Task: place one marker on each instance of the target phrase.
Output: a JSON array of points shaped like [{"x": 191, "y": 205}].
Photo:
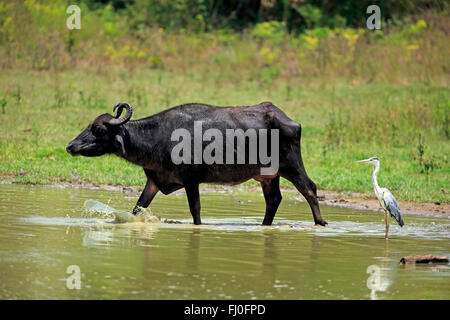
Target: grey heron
[{"x": 385, "y": 197}]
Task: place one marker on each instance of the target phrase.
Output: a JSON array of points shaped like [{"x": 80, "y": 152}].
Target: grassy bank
[{"x": 406, "y": 126}]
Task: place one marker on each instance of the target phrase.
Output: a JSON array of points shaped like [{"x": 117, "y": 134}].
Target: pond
[{"x": 46, "y": 230}]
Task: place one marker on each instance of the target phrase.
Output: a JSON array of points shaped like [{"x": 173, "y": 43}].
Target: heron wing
[{"x": 391, "y": 205}]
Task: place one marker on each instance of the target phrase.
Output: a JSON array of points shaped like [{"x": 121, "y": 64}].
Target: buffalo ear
[{"x": 118, "y": 143}]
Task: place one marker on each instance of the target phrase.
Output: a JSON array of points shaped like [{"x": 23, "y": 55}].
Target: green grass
[{"x": 405, "y": 126}]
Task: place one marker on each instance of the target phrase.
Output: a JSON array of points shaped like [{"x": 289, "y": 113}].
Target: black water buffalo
[{"x": 150, "y": 143}]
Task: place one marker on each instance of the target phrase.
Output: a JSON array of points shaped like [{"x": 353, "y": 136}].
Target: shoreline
[{"x": 351, "y": 200}]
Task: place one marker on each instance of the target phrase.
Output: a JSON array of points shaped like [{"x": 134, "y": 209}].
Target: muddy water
[{"x": 45, "y": 230}]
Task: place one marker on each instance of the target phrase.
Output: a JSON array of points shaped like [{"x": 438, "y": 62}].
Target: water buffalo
[{"x": 150, "y": 143}]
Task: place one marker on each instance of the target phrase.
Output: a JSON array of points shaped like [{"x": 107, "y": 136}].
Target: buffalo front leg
[
  {"x": 272, "y": 195},
  {"x": 193, "y": 196},
  {"x": 146, "y": 197}
]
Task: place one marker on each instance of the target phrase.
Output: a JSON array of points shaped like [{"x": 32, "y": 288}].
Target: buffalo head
[{"x": 102, "y": 135}]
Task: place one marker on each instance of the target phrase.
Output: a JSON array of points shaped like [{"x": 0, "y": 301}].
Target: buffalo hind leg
[
  {"x": 194, "y": 202},
  {"x": 272, "y": 195},
  {"x": 147, "y": 195},
  {"x": 309, "y": 190}
]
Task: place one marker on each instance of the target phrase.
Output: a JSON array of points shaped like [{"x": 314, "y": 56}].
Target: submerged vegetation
[{"x": 358, "y": 93}]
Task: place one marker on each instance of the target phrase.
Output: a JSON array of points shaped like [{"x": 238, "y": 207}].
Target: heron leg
[{"x": 386, "y": 219}]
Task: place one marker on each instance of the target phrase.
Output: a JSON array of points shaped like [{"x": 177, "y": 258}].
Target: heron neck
[{"x": 374, "y": 177}]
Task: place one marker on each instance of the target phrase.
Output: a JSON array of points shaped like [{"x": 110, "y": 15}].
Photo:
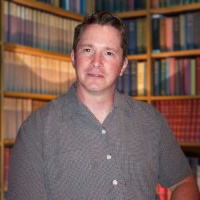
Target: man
[{"x": 94, "y": 143}]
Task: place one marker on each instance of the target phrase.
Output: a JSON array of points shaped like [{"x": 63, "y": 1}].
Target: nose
[{"x": 97, "y": 60}]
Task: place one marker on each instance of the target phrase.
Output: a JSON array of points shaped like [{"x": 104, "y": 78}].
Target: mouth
________________________
_What the task requires_. Omit pictures; set down the rest of the material word for word.

_The solution_.
Task: place one marker on each instance of the target phrase.
Output: a JSON array of points shaped like [{"x": 191, "y": 205}].
Photo:
Target: grey heron
[{"x": 385, "y": 197}]
Task: place one marker on each instance of the target phrase.
Output: a JSON array of points shaped like [{"x": 80, "y": 152}].
Target: grassy bank
[{"x": 406, "y": 126}]
Task: place one marker on each instance of the target phrase.
Output: a JSON array of points shaped like [{"x": 117, "y": 134}].
Target: pond
[{"x": 46, "y": 230}]
Task: place one marker on each instance of the target phrase.
Output: a JSON array of points shaped like [{"x": 173, "y": 43}].
Target: heron wing
[{"x": 391, "y": 205}]
Task: place one marker on each instance of the target phrase.
Output: a JSON array of points shaped like [{"x": 121, "y": 64}].
Target: buffalo ear
[{"x": 118, "y": 143}]
Task: place one marker on each instance of the target phrase.
Output: a JSON array of points shaped like [{"x": 23, "y": 55}].
Target: green grass
[{"x": 405, "y": 126}]
Task: place one marker on each instance of the target phrase.
Output: a JSON array of points shaped like [{"x": 289, "y": 113}].
Target: black water buffalo
[{"x": 150, "y": 143}]
Task: place one marker on each instance of the target phrase.
Output: a JSON array of points shaped like [{"x": 353, "y": 136}].
Target: shoreline
[{"x": 351, "y": 200}]
Task: place one marker on each instance of the target phrase.
Output: a JSON array of points shaped like [{"x": 134, "y": 209}].
Target: muddy water
[{"x": 45, "y": 230}]
Task: place one marker on each instance of the target phrase.
Output: a JSON array of points shaped like [{"x": 438, "y": 62}].
Target: water buffalo
[{"x": 150, "y": 143}]
Task: place one marker on each instance of the target phrase.
Output: a JSON array of points shaped like [{"x": 107, "y": 136}].
Target: buffalo front leg
[
  {"x": 272, "y": 195},
  {"x": 193, "y": 196},
  {"x": 146, "y": 197}
]
Task: place one marker on each instance of the target phrase.
Output: a JSON array of points shaped like [{"x": 32, "y": 288}].
Target: buffalo head
[{"x": 102, "y": 135}]
Task: place one marker on each instance of the target phrase.
Output: a JSON array of points shaped like [{"x": 0, "y": 301}].
Target: buffalo hind leg
[
  {"x": 194, "y": 202},
  {"x": 272, "y": 195},
  {"x": 147, "y": 195},
  {"x": 309, "y": 190}
]
Task: place one marker on each instance of the target phrase.
Output: a JSON array of points shaped like [{"x": 314, "y": 56}].
Target: submerged vegetation
[{"x": 358, "y": 93}]
Task: place one marker on each instance of the target phrase.
Output: a JSON array of points shaped like [{"x": 238, "y": 207}].
Target: heron leg
[{"x": 386, "y": 219}]
Task: place one marker on each instance of the target phrase.
Output: a JSON array of points shaped like [{"x": 177, "y": 258}].
Target: heron neck
[{"x": 374, "y": 177}]
Task: place one marker on each instance of the target phrase.
Output: a JSON array of points shaped like [{"x": 110, "y": 15}].
Photo:
Target: man
[{"x": 94, "y": 143}]
Task: place one marker on each instance of the target phrase.
Output: a JSON array of points shaped like [{"x": 63, "y": 1}].
Target: nose
[{"x": 97, "y": 60}]
Task: place one marker on each instance of the target phrase.
Output: a JSON array of points shaped like [{"x": 104, "y": 78}].
Target: mouth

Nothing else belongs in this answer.